## begin Material for this exercise
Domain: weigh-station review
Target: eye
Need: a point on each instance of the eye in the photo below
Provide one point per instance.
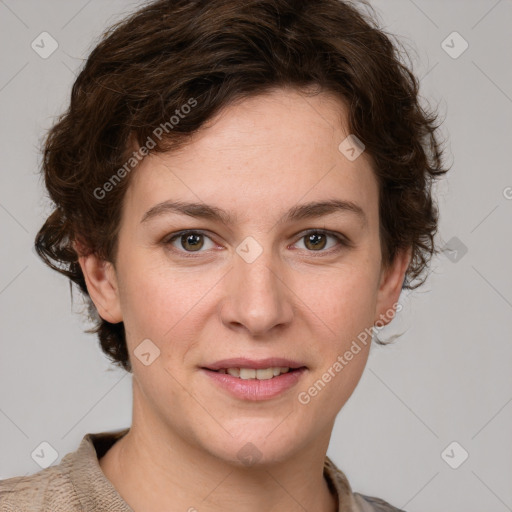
(190, 241)
(315, 240)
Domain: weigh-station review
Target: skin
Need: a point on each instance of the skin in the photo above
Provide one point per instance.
(257, 159)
## end Material for this exercise
What to do:
Identify every line in the items above that contains the word "photo". Copy each of those lines in full.

Output for this exercise:
Need: a point on each instance of the eye in the photo below
Need: a point on each instance of the skin in the photo above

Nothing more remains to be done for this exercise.